- [BRANO]:

----

Orbene, proprio come diamo rilievo e esageriamo il piacere del mangiare per produrre la golosità così diamo rilievo a codesta naturale piacevolezza del mutamento e lo deviamo verso la richiesta di assoluta novità. Tale richiesta è tutto nostro lavoro. Se tralasciamo di fare codesto nostro dovere gli uomini, non solo si accontenteranno, ma saranno entusiasti del miscuglio di novità e di familiarità delle nevicate di questo gennaio, della levata del sole di questa mattina, del budino di questo Natale. I bambini, fino a tanto che non insegneremo loro nulla di meglio, si sentiranno perfettamente felici di un giro di giochi che segna le stagioni nel quale si succedano il gioco delle noci e quello del mondo con la stessa regolarità con la quale l’autunno segue l’estate. Soltanto per mezzo dei nostri sforzi incessanti si manterrà viva la richiesta per un mutamento infinito, o aritmico. […] Infine, il desiderio di novità è indispensabile se vogliamo produrre le mode e le voghe.

----

- [CONSEGNE]:
1 - Secondo il brano sul desiderio di novità, di quali cose gli uomini sarebbero entusiasti se il dovere lì descritto venisse tralasciato? Elencale tutte.
2 - Rispondi a queste domande sul brano sul desiderio di novità:
(a) Che cosa si esagera per produrre la golosità?
(b) A quale stagione segue l'autunno, nel paragone sui giochi dei bambini?
(c) Per produrre che cosa è indispensabile il desiderio di novità?

[Righe del dataset]
----

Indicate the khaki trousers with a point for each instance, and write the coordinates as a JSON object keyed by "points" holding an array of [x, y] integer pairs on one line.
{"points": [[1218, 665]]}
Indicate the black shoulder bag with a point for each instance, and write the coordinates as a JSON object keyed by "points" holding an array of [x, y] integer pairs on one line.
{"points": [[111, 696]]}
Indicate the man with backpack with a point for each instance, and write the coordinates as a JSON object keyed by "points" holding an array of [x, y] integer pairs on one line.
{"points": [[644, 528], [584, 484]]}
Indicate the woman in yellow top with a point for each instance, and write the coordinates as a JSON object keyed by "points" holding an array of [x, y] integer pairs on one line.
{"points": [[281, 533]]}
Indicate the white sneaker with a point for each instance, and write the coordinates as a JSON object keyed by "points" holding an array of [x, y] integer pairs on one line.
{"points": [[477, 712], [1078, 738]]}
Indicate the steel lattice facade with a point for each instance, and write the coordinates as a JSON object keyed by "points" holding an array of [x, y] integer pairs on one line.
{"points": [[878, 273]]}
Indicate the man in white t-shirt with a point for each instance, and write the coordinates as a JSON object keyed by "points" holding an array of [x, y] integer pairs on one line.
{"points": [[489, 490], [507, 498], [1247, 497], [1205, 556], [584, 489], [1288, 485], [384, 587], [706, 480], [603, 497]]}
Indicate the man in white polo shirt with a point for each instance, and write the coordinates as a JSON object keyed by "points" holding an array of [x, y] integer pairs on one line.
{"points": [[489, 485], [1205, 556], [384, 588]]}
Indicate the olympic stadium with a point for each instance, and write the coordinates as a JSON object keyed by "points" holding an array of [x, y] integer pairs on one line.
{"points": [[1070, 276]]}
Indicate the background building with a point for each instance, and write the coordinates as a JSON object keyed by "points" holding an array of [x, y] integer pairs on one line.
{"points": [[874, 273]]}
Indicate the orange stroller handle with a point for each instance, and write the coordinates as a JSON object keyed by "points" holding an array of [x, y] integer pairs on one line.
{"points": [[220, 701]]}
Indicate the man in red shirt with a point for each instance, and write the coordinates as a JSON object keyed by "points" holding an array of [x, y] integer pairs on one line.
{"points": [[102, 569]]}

----

- [SOLUZIONI]:
1 -
- le nevicate di questo gennaio
- la levata del sole di questa mattina
- il budino di questo Natale

2 -
(a) Il piacere del mangiare.
(b) All'estate.
(c) Le mode e le voghe.